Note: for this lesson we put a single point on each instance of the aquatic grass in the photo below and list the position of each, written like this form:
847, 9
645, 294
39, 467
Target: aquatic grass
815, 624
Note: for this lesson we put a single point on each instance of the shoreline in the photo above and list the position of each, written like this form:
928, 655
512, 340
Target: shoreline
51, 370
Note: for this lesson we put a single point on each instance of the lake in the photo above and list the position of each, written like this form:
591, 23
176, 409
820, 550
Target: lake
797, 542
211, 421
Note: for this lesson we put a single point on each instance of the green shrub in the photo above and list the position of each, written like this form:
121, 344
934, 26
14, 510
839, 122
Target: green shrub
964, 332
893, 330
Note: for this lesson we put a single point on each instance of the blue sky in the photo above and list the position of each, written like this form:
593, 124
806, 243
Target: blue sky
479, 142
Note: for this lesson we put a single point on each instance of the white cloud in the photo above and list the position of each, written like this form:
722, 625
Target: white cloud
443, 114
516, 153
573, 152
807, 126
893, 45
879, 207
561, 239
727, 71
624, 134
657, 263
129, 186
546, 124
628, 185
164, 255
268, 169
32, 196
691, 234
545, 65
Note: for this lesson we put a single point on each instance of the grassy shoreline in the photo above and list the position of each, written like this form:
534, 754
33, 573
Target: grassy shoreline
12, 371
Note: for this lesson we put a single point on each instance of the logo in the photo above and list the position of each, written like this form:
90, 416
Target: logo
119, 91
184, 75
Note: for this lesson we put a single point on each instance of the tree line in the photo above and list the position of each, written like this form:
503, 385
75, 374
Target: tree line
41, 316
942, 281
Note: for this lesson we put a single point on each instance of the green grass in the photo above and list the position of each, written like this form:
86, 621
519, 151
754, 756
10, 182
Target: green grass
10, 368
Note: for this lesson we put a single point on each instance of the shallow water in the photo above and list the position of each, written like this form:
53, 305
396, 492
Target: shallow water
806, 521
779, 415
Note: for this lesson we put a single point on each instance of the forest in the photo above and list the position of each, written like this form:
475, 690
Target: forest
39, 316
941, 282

The exercise:
Please write out all the items again, swapping "lesson" for "exercise" wherever it occurs and leaving everything else unchanged.

Correct result:
Note: for this exercise we put a single point on each instance of the aquatic grass in the photo below and list the position of each, written like this form:
847, 9
645, 294
39, 467
Target: aquatic grass
815, 624
Note: for this exercise we put a single point on each instance of the shoreline in the photo above and list the position of each, written like this form:
928, 655
512, 340
Target: shoreline
51, 370
Note: for this exercise we put a single point on each instance of the lake in the photo above and list the position of each, written like this form:
591, 23
176, 409
820, 550
Target: lake
797, 542
211, 421
Note: for this exercise we put a single point on each instance of the green shrub in the photo above and list the position of each, written like this form:
121, 344
934, 26
14, 510
839, 122
Target: green shrub
964, 332
893, 330
Note: for this exercise we put a single point on each instance of the blue sky in the photo above and list the position of each, written like this form:
593, 124
806, 243
Target: blue sky
479, 142
Note: for this exercise we put a single point on each instance of the white cloud in the photo above and list the position of each, written like this form:
722, 625
Target: white cloud
443, 114
516, 153
573, 152
807, 126
893, 45
879, 207
561, 239
727, 71
624, 134
657, 263
129, 186
546, 124
628, 185
164, 255
268, 169
32, 196
691, 234
545, 65
Note: for this exercise we put a single point on each instance of the grassy shoreline in the photo above and list the position of each, written like this form:
534, 754
33, 573
Target: grassy shoreline
12, 371
Note: for this exercise we put a single point on each instance of the logo in the photo above and list the position of each, written like this form:
90, 416
Target: logo
119, 91
184, 75
Note: for this exercise we put a single point on each instance of the tree line in the photo above and list the position of each, written like this form:
503, 385
75, 374
Target: tree line
41, 316
942, 281
Note: for this exercise we put a single point on each instance of the green grass in the photo above and list the position of each, written like this form:
86, 621
519, 151
754, 756
10, 182
Target: green grass
10, 368
Note: for this exercise we put a single point on each instance of the shallow water in the photo above and list the position of each, written like this form:
53, 305
396, 492
Target: shallow water
806, 521
779, 415
Note: for this exercise we put a single point on each instance of the forest in the photo above and list the position of each, written like this form:
475, 690
Target: forest
39, 316
941, 282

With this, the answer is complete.